Raconter cette course sous la forme classique d’un compte-rendu de course n’a pas de sens. Ça n’est pas vraiment une course, c’est beaucoup plus que cela. C’est une aventure, une plongée dans l’inconnue, la rencontre avec une vieille dame. Alors, les histoires de pression de pneus, de réglage de suspension ou autres intempéries deviennent futiles ici. Ce qui compte c’est se présenter devant le starter et ouvrir au maximum de ce que le courage et l’instinct nous autorise à donner pendant les 60 kms du tracé. 

Les chiens ne font pas des chats

Avec un père féru de sport mécanique, difficile en étant petit garçon de passer à côté de tout cela. Alors forcément, le minot que j’étais était en admiration du père et dès lors, les rêves étaient teintés de victoires prestigieuses. Et quand on rêve, on rêve à ce qu’il y a de plus beau. Pendant que d’autres rêvaient de devenir pilote de ligne, coiffeuse, infirmière, pompier, moi, c’était pilote moto version courses de prestige. A moi les 24H du Mans, le moto GP et le Tourist Trophy...

Voyage au pays des rêves

Un courrier presque inattendu arrive le 11 Juin 2014 : Je suis retenu pour le Manx GP. Le Manx GP ? C’est tout simplement la version pour pilote amateur du Tourist Trophy.

Fort de son succès, les 2 épreuves se sont scindées en deux dates différentes pour accueillir l’ensemble des compétiteurs. Il y a aussi le Classic TT qui concerne les motos anciennes.

OBJECTIF DU TRAVAIL -
Reproduisez mot pour mot le passage du récit sur le Manx GP, de « Un courrier presque » à « les motos anciennes. ».

EXTRAIT DES DONNÉES -

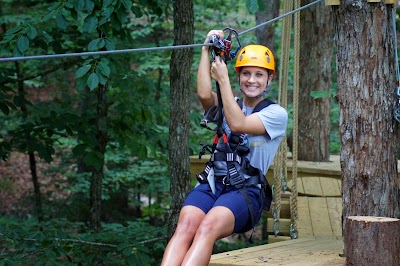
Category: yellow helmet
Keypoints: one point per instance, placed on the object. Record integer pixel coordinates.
(255, 55)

RÉSULTAT ATTENDU -
Un courrier presque inattendu arrive le 11 Juin 2014 : Je suis retenu pour le Manx GP. Le Manx GP ? C’est tout simplement la version pour pilote amateur du Tourist Trophy.

Fort de son succès, les 2 épreuves se sont scindées en deux dates différentes pour accueillir l’ensemble des compétiteurs. Il y a aussi le Classic TT qui concerne les motos anciennes.